原文
___

CodeForces 132C Logo Turtle (记忆化搜索)

Description

A lot of people associate Logo programming language with turtle graphics. In this case the turtle moves along the straight line and accepts commands "T" ("turn around") and "F" ("move 1 unit forward").

You are given a list of commands that will be given to the turtle. You have to change exactly n commands from the list (one command can be changed several times). How far from the starting point can the turtle move after it follows all the commands of the modified list?

Input

The first line of input contains a string commands — the original list of commands. The string commands contains between 1 and 100 characters, inclusive, and contains only characters "T" and "F".

The second line contains an integer n (1 ≤ n ≤ 50) — the number of commands you have to change in the list.

Output

Output the maximum distance from the starting point to the ending point of the turtle's path. The ending point of the turtle's path is turtle's coordinate after it follows all the commands of the modified list.

Sample Input

Input

FT 1

Output

2

Input

FFFTFFF 2

Output

6

Hint

In the first example the best option is to change the second command ("T") to "F" — this way the turtle will cover a distance of 2 units.

In the second example you have to change two commands. One of the ways to cover maximal distance of 6 units is to change the fourth command and first or last one.

___

练习要求
接着上方的 Logo Turtle 题目原文续写，从其最后一句之后开始。

___

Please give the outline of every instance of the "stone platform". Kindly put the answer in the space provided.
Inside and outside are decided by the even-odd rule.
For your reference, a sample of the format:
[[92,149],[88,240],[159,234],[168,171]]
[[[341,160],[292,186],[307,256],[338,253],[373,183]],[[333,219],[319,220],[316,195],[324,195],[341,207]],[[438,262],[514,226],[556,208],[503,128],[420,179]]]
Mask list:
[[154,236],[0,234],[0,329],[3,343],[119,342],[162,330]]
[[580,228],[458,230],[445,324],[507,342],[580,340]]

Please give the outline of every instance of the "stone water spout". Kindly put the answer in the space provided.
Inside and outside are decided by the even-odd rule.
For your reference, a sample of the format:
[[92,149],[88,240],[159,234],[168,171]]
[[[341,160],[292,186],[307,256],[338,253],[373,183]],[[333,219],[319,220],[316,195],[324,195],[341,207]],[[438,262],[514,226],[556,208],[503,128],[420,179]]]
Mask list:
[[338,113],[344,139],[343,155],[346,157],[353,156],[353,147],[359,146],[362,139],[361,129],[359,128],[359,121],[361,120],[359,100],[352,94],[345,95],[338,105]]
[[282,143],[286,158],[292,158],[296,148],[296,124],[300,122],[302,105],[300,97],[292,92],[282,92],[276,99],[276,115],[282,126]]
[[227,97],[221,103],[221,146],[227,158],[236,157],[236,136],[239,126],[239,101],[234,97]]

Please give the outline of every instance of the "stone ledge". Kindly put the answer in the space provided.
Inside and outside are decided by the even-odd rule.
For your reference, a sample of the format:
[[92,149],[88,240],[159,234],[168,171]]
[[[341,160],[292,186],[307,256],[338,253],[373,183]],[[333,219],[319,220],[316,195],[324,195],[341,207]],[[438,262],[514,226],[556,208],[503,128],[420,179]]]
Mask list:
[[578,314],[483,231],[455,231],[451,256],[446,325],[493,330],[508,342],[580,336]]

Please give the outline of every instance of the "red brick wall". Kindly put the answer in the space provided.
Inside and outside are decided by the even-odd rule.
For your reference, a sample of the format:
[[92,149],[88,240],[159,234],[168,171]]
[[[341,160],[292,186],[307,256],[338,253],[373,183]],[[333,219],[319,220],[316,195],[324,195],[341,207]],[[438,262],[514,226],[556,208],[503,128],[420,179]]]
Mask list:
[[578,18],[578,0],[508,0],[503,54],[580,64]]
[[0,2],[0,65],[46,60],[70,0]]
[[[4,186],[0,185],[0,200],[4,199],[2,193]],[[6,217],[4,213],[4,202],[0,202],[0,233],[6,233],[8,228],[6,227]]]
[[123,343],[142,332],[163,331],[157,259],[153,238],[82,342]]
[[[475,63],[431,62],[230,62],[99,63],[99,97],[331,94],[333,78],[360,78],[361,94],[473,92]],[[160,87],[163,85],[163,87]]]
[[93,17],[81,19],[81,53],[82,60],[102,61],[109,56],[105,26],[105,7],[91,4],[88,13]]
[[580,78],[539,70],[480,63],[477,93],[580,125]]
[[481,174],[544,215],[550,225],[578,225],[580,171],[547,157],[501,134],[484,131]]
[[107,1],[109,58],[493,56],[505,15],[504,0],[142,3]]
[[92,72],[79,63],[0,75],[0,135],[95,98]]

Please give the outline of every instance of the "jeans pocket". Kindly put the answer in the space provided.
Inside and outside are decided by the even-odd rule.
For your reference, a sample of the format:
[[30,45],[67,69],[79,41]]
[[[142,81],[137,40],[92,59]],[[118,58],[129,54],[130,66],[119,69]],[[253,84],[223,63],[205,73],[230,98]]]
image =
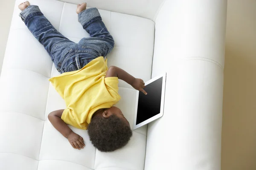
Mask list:
[[54,63],[61,66],[65,56],[72,51],[72,49],[65,42],[55,44],[51,50]]
[[96,57],[101,56],[106,47],[105,43],[100,40],[86,40],[81,48],[85,52],[92,54]]

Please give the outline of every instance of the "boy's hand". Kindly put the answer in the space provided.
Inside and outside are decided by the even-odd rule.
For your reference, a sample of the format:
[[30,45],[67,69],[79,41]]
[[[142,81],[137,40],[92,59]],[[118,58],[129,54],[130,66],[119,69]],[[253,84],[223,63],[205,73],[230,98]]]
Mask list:
[[141,91],[142,92],[147,95],[148,93],[143,89],[145,88],[145,83],[140,79],[135,79],[133,81],[131,86],[135,89]]
[[84,147],[85,146],[83,138],[73,131],[70,133],[67,136],[67,138],[71,145],[75,149],[78,149],[80,150],[80,149],[83,149]]

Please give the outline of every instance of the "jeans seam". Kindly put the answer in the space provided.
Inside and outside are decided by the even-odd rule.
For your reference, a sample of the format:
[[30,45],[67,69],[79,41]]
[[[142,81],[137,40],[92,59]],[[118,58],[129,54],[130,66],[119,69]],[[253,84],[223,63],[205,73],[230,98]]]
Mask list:
[[87,27],[87,26],[89,26],[90,24],[91,23],[92,23],[93,22],[96,21],[97,20],[102,20],[102,17],[101,16],[96,17],[95,18],[93,18],[93,19],[91,19],[90,21],[88,22],[87,23],[86,23],[85,24],[84,24],[84,25],[83,26],[83,28],[84,28],[84,29],[85,29],[86,28],[86,27]]
[[28,20],[32,17],[36,15],[44,15],[44,14],[41,12],[37,12],[35,13],[30,14],[29,16],[28,16],[26,18],[25,20],[25,24],[26,26],[26,24],[28,22]]

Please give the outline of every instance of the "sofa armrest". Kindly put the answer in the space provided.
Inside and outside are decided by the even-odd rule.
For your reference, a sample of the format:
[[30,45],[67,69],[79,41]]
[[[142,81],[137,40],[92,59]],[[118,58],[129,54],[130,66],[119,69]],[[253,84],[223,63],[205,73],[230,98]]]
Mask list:
[[145,170],[221,169],[227,2],[184,1],[166,0],[155,21],[152,77],[166,72],[166,88]]

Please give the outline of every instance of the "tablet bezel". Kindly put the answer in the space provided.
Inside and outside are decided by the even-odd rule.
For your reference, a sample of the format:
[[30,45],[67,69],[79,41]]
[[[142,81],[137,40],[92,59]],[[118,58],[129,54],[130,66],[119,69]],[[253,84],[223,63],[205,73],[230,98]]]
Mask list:
[[147,120],[145,120],[141,123],[139,123],[138,125],[136,125],[136,121],[137,120],[137,111],[138,109],[138,102],[139,102],[139,94],[140,91],[137,91],[136,94],[136,103],[135,103],[135,110],[134,114],[134,125],[133,125],[133,130],[134,130],[142,126],[143,126],[148,123],[151,122],[155,120],[155,119],[159,118],[163,116],[163,108],[164,105],[164,98],[165,98],[165,86],[166,86],[166,73],[161,74],[160,75],[157,76],[153,79],[148,80],[147,82],[145,82],[145,85],[147,85],[149,84],[150,84],[152,82],[155,80],[156,80],[161,77],[163,77],[163,82],[162,82],[162,94],[161,96],[161,106],[160,108],[160,113],[154,116],[151,118],[148,119]]

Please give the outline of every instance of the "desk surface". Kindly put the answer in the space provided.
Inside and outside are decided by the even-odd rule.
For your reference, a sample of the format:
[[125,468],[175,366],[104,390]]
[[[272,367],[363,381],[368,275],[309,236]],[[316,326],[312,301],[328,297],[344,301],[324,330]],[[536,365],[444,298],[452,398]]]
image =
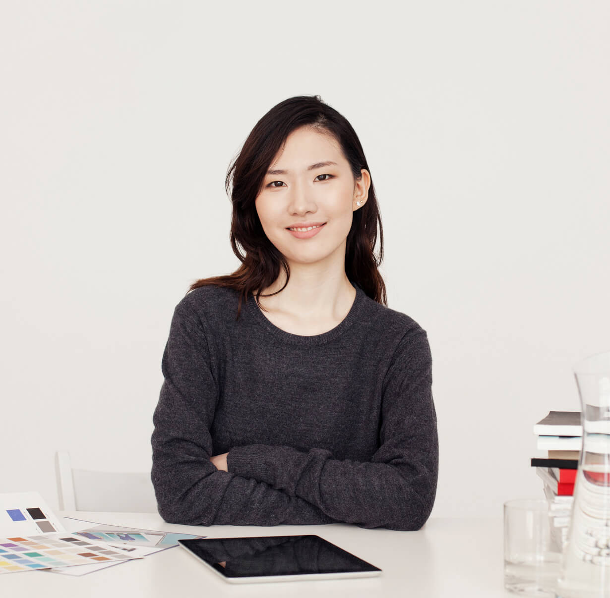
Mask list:
[[[418,532],[365,530],[343,524],[273,527],[165,523],[157,514],[60,512],[109,525],[211,538],[315,533],[382,569],[378,577],[235,586],[217,578],[176,547],[80,577],[45,571],[0,576],[2,596],[123,598],[240,596],[390,597],[426,598],[513,596],[503,586],[502,521],[497,519],[430,519]],[[66,524],[66,529],[70,527]]]

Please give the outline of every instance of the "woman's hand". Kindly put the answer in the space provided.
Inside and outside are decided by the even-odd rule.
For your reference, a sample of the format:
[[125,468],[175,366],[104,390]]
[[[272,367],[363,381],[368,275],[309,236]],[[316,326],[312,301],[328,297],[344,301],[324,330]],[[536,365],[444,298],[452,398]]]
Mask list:
[[217,455],[212,457],[210,461],[214,464],[214,466],[219,471],[228,471],[227,455],[228,454],[228,453],[223,453],[222,455]]

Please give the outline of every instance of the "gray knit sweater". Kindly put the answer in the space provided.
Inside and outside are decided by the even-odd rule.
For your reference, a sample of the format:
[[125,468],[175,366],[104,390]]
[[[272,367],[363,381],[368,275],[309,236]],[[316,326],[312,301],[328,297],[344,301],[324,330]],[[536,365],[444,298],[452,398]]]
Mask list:
[[[152,480],[170,523],[345,522],[417,530],[438,474],[425,331],[357,285],[323,334],[278,328],[254,297],[204,287],[174,311]],[[210,461],[228,452],[228,472]]]

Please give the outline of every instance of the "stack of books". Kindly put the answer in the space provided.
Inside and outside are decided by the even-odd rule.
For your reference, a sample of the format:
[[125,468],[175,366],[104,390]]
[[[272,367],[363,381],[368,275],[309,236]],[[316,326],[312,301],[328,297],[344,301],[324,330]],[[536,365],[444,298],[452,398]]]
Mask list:
[[544,483],[553,518],[554,536],[565,544],[570,525],[574,484],[583,442],[580,411],[551,411],[534,425],[536,448],[546,457],[533,457],[532,467]]

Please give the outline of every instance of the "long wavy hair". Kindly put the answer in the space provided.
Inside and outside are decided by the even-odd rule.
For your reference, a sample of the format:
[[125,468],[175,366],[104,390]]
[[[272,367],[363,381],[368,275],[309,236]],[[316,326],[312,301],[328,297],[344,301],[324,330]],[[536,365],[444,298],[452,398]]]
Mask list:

___

练习结果
题解：给一个序列，有TF，F代表机器人向前走一步，T代表机器人转身，再给你一个N问改变N个字母后机器人最多可以走多远，每个字母可以改变多次；刚开始写了下没用记忆化搜索果断超时了，而且还不知道怎么把一个字母改变多次，然后看了下大神的写法，加个数组记忆下就好了，关于字母可以改变多次，直接循环N，N-=2就好了；

dp[2][MAXN<<1][MAXN][50]，MAXN<<1是因为当前位置可能为负数；

代码：

#include<iostream>
#include<cstdio>
#include<cstring>
#include<cmath>
#include<algorithm>
#include<map>
#include<string>
using namespace std;
const int INF=0x3f3f3f3f;
#define SI(x) scanf("%d",&x)
#define PI(x) printf("%d",x)
#define P_ printf(" ")
#define mem(x,y) memset(x,y,sizeof(x))
const int MAXN=110;
char s[MAXN];
int dp[2][MAXN<<1][MAXN][52];
int dfs(int fw,int pos,int l,int n){
    if(n<0)return 0;
    if(!s[pos])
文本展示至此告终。